Problems to solve:
A – Copy everything in the interview below from "Without a doubt." down to "it all about?", with no changes.
B – Decide whether each statement agrees with the interview below. Answer yes or no for each and quote the words that decide it: (i) The show is coming to the John Peel Centre on 10th July. (ii) In the show, the interviewee plays twelve characters. (iii) Jim is a retired police detective.
C – In the interview below, find the paragraph beginning "The one sentence pitch" and rewrite it as a short list that keeps its main facts.

Text provided:
↓↓↓

I am getting the impression that you have cornered a niche market here.
Without a doubt.
You bring your shows across the world, do you notice differences between countries in their attitude to mental health?
That is a really good one! It is difficult to say generally, I tend to tour those countries through their fringe festivals. I see North America through the prism of its fringe festivals which is quite a unique way of seeing it. It might also be because I am surrounded by performers and artists… but I suppose, more than anything you find that there is an awful lot of commonality. Systems are different, and health care systems are particularly different, but people are similar, we all have the same sorts of fears and prejudices but I think we are different in our attitude to humour and telling jokes about mental health.
Let us talk about ‘Forget Me Not’, the show you are bringing to the John Peel Centre on 10th July. What is it all about?
The one sentence pitch is that its a whodunit set on a dementia ward. I play fifteen characters who deliver a series of red herrings, clues, plot flaws and all the rest of it. It is a full on whodunit, it stacks up with all the tropes you’d want in a murder mystery. Jim’s wife, a patient on a dementia ward has died of what appears to be natural causes. Jim is a retired police detective, he smells a rat and is determined to investigate one last murder. Unfortunately he also has dementia!
It is based on a dodge old elderly ward I worked as a student nurse in the mid 90s. There is a lot I want to say about how we respond to dementia but originally I was going to write something quite serious and I’m glad I didn’t. I had also wanted to write a whodunit as well and realised that for a whodunit to work you need to have an enclosed environment – a castle or a train or an island – so that characters can’t wander off. So I thought what better than a dodgy old challenging behaviour ward in the back of an old institution exactly like the place I worked.

↑↑↑

Material provided:
↓↓↓

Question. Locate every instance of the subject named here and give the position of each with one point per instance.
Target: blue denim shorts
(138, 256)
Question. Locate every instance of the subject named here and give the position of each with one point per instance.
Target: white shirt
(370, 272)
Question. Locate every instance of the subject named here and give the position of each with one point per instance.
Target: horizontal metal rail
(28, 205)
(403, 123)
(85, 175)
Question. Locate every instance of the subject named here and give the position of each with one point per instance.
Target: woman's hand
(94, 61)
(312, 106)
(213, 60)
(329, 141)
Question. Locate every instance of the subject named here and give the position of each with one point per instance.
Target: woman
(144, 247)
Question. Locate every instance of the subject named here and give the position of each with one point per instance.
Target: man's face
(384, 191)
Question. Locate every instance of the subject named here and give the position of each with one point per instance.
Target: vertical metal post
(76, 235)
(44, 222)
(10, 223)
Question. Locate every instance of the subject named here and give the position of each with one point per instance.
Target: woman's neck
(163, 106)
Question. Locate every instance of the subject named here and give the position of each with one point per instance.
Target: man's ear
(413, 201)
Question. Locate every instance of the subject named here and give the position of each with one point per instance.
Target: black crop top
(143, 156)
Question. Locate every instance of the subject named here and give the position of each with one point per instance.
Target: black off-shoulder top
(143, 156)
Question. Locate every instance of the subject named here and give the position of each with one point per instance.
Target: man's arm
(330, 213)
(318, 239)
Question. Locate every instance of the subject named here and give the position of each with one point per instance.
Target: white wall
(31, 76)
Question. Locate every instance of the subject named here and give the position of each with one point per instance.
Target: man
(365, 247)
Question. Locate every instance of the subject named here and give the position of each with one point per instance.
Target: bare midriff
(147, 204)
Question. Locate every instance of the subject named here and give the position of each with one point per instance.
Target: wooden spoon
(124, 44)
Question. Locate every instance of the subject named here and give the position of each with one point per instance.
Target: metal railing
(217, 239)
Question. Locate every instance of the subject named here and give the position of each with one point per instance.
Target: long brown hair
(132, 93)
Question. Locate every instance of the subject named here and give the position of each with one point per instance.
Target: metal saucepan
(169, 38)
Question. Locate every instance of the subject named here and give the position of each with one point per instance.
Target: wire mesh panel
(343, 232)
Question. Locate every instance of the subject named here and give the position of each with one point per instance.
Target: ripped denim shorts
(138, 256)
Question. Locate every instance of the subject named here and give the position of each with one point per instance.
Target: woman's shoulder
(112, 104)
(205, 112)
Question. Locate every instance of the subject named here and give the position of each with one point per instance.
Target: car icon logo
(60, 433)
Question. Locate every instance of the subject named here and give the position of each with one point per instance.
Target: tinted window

↑↑↑

Task responses:
A –
Without a doubt.
You bring your shows across the world, do you notice differences between countries in their attitude to mental health?
That is a really good one! It is difficult to say generally, I tend to tour those countries through their fringe festivals. I see North America through the prism of its fringe festivals which is quite a unique way of seeing it. It might also be because I am surrounded by performers and artists… but I suppose, more than anything you find that there is an awful lot of commonality. Systems are different, and health care systems are particularly different, but people are similar, we all have the same sorts of fears and prejudices but I think we are different in our attitude to humour and telling jokes about mental health.
Let us talk about ‘Forget Me Not’, the show you are bringing to the John Peel Centre on 10th July. What is it all about?

B –
(i) Yes: "the show you are bringing to the John Peel Centre on 10th July"
(ii) No: "I play fifteen characters"
(iii) Yes: "Jim is a retired police detective"

C –
- The show is a whodunit set on a dementia ward.
- The interviewee plays fifteen characters who deliver red herrings, clues, plot flaws and more.
- It includes all the tropes expected in a murder mystery.
- Jim's wife, a patient on a dementia ward, has died of what appear to be natural causes.
- Jim, a retired police detective, suspects foul play and is determined to investigate one last murder.
- Jim also has dementia.